_Description of the task_
Reproduce all of the items below, substituting "central point" for every occurrence of "innermost point" and leaving everything else unchanged.

_Exercise input_

--

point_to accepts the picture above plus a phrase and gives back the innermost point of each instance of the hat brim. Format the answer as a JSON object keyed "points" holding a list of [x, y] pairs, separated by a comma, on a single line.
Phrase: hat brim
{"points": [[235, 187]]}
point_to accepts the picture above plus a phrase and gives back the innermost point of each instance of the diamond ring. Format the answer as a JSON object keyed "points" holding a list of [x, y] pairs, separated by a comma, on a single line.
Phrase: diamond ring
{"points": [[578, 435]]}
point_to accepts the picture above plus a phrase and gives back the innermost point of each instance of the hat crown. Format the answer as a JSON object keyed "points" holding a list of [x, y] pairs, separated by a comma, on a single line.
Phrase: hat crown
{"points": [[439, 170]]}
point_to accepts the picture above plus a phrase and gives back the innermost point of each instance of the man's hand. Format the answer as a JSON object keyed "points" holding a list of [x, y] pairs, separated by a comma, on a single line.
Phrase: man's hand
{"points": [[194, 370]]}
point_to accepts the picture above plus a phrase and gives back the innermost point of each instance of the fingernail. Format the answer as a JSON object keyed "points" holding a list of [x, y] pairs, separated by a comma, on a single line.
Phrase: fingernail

--

_Written response_
point_to accepts the picture above plus a phrase and gives back the central point of each instance of the hat brim. Format the answer as a JSON object keyed "points" holding a list of [x, y] pairs, separated by a comma, on a single line.
Phrase: hat brim
{"points": [[235, 187]]}
point_to accepts the picture above plus a phrase and gives back the central point of each instance of the diamond ring. Format the answer as a JSON object keyed "points" holding a list of [x, y] pairs, separated by a comma, on a single line.
Phrase: diamond ring
{"points": [[578, 435]]}
point_to accepts the picture above plus a phrase and gives back the central point of each instance of the hat crown. Format the answer as a JSON object keyed "points" holding a list of [x, y] pairs, separated by a comma, on a single line.
Phrase: hat crown
{"points": [[439, 170]]}
point_to accepts the picture above plus a phrase and gives back the central point of each instance of the man's hand. Format the answer as a JSON object keyed "points" holding a list of [x, y] pairs, separated by a comma, on a single line.
Phrase: man's hand
{"points": [[194, 370]]}
point_to accepts the picture above plus a phrase and gives back the central point of each instance of the fingernail. Format the answer as a JSON object keyed "points" holding a list of [x, y] pairs, separated by a comma, on a single line.
Phrase: fingernail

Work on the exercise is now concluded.